— Your objective —
Reproduce, word for word and in full, the forum post below about several threads sharing one dictionary.

— Source document —
══════

Reputation: 431
I have a system designed to take data via a socket and store that into a dictionary to serve as a database. Then all my other modules (GUI, analysis, write_to_log_file, etc) will access the database and do what they need to do with the dictionary e.g make widgets/copy the dictionary to a log file. But since all these things happen at a different rate, I chose to have each module on their own thread so I can control the frequency.
In the main run function there's something like this:
from threading import Thread
import data_collector
import write_to_log_file
def main():
db = {}
receive_data_thread = Thread(target=data_collector.main, arg=(db,))
recieve_data_thread.start() # writes to dictionary @ 50 Hz
log_data_thread = Thread(target=write_to_log_file.main, arg(db,))
log_data_thread.start() # reads dictionary @ 1 Hz
But it seems that both modules aren't working on the same dictionary instance because the log_data_thread just prints out the empty dictionary even when the data_collector shows the data it's inserted into the dictionary.
There's only one writer to the dictionary so I don't have to worry about threads stepping on each others toes, I just need to figure out a way for all the modules to read the current database as it's being written.

══════

— Dataset —

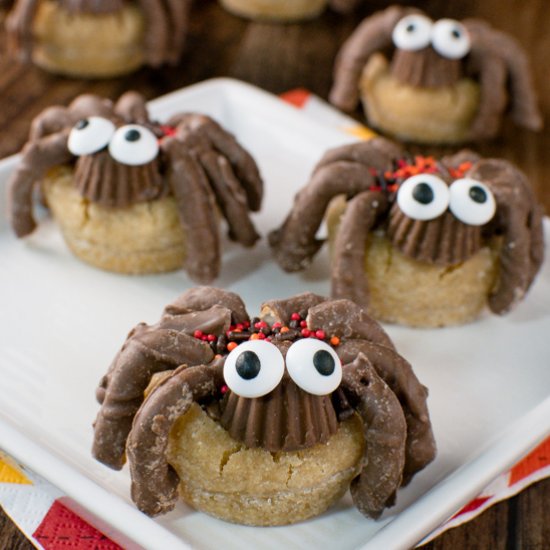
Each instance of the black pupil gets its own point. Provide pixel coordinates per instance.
(248, 365)
(477, 194)
(423, 193)
(132, 135)
(323, 362)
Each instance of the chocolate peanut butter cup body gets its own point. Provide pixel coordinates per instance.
(266, 420)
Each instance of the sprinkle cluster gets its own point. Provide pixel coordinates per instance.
(406, 168)
(260, 330)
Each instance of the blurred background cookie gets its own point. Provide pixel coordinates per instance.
(440, 81)
(98, 39)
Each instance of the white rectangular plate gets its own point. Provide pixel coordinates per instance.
(61, 323)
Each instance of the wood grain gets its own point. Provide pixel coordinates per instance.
(279, 58)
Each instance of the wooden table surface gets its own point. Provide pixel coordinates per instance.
(278, 58)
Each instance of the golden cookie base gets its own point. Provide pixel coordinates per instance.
(422, 115)
(405, 291)
(88, 45)
(142, 238)
(279, 10)
(223, 478)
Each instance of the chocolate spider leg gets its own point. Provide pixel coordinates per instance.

══════

— Response to this exercise —
Reputation: 431
I have a system designed to take data via a socket and store that into a dictionary to serve as a database. Then all my other modules (GUI, analysis, write_to_log_file, etc) will access the database and do what they need to do with the dictionary e.g make widgets/copy the dictionary to a log file. But since all these things happen at a different rate, I chose to have each module on their own thread so I can control the frequency.
In the main run function there's something like this:
from threading import Thread
import data_collector
import write_to_log_file
def main():
db = {}
receive_data_thread = Thread(target=data_collector.main, arg=(db,))
recieve_data_thread.start() # writes to dictionary @ 50 Hz
log_data_thread = Thread(target=write_to_log_file.main, arg(db,))
log_data_thread.start() # reads dictionary @ 1 Hz
But it seems that both modules aren't working on the same dictionary instance because the log_data_thread just prints out the empty dictionary even when the data_collector shows the data it's inserted into the dictionary.
There's only one writer to the dictionary so I don't have to worry about threads stepping on each others toes, I just need to figure out a way for all the modules to read the current database as it's being written.